==== Aangeleverd fragment ====

De Commissie Parameters heeft het zichzelf niet makkelijk gemaakt met de aanpassing van de zogenoemde ‘Ultimate Forward Rate’. De ontstane discussie valt te begrijpen, maar inhoudelijk is er niet zoveel mis met het advies.
Dit zegt Jenze Sibma (foto), beleggingsstrateeg bij TKP Investments. In een interview met Fondsnieuws vertelt Sibma hoe hij als ALM-specialist aankijkt tegen het advies van de Commissie Parameters.
De timing is ongelukkig noemen. Het naar buiten komen van het advies viel min of meer samen met het nieuwe pensioenakkoord en er zijn deskundigen die menen dat het advies niet meer past bij het nieuwe akkoord. Volgens Jeroen Dijsselbloem, voorzitter van de Commissie Parameters, is daar geen sprake van omdat de basis de economische realiteit is en die verandert niet als gevolg van een nieuw akkoord. Hoewel Sibma meent dat de commissie het zichzelf niet gemakkelijk heeft gemaakt, deelt hij de mening van Dijsselbloem.

==== Opgeslagen gegevens ====

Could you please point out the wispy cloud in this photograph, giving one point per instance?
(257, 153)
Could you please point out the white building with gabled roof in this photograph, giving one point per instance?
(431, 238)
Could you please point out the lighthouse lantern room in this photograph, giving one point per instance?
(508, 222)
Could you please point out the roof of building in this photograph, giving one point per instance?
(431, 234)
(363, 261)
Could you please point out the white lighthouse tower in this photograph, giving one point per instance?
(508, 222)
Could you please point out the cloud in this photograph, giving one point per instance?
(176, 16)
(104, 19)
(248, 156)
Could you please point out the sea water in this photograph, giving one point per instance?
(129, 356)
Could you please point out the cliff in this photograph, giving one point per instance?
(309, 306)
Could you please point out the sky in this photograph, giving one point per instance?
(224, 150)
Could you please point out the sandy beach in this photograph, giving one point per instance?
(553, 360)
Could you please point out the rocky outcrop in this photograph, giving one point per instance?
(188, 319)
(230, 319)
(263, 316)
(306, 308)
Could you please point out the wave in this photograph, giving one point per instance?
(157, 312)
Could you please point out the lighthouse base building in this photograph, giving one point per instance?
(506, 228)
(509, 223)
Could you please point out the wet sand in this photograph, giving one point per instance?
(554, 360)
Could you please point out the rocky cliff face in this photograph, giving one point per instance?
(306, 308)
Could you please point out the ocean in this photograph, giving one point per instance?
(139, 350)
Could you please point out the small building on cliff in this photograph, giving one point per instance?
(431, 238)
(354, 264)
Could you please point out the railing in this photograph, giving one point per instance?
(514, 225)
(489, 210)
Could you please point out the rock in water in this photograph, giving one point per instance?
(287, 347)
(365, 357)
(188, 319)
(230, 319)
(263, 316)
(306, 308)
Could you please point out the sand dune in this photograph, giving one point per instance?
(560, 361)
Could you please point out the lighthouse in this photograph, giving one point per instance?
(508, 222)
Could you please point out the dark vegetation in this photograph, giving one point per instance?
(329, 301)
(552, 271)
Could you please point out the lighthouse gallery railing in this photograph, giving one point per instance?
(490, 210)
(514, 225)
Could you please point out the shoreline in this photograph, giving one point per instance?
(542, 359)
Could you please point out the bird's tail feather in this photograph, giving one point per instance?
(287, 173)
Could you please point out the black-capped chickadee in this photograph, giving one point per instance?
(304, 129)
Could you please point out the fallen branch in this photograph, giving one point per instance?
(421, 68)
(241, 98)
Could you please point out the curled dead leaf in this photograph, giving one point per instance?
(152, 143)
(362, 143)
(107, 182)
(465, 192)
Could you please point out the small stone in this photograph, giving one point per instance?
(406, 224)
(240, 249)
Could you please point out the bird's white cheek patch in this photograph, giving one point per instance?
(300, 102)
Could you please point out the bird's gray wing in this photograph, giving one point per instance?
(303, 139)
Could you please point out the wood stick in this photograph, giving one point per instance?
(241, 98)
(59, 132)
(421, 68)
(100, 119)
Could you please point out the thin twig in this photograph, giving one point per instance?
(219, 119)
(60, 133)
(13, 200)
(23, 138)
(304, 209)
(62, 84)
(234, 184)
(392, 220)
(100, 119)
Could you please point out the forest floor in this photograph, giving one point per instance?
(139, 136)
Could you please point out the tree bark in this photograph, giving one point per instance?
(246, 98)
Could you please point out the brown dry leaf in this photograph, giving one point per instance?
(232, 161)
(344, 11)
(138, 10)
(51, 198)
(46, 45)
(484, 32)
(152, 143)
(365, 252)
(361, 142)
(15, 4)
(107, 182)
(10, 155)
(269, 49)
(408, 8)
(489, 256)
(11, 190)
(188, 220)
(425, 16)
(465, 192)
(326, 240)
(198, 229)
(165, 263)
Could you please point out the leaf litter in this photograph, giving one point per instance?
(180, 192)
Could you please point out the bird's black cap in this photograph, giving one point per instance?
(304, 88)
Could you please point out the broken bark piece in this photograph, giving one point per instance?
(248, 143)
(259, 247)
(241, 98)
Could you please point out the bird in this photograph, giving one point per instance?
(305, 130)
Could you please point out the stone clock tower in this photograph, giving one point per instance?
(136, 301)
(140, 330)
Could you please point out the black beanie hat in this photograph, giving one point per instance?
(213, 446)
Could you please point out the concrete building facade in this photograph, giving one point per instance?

====

## Opdrachten:
1. Noem alle organisaties en media die in het fragment over de Commissie Parameters bij naam worden genoemd.
2. Beantwoord met behulp van het fragment over de Commissie Parameters:
(a) Welke functie heeft Jenze Sibma bij TKP Investments?
(b) Met welk akkoord viel het naar buiten komen van het advies min of meer samen?
(c) Wie is voorzitter van de Commissie Parameters?
3. Leg in één tot drie zinnen uit waarom het advies volgens Jeroen Dijsselbloem wel bij het nieuwe akkoord past, zoals het fragment over de Commissie Parameters dat weergeeft.
Baseer je alleen op het fragment.

## Antwoorden op volgorde:
1. Commissie Parameters, TKP Investments, Fondsnieuws

2.
(a) Beleggingsstrateeg.
(b) Het nieuwe pensioenakkoord.
(c) Jeroen Dijsselbloem.

3. Volgens Dijsselbloem is de basis van het advies de economische realiteit. Die verandert niet door een nieuw akkoord, dus het advies past er nog steeds bij.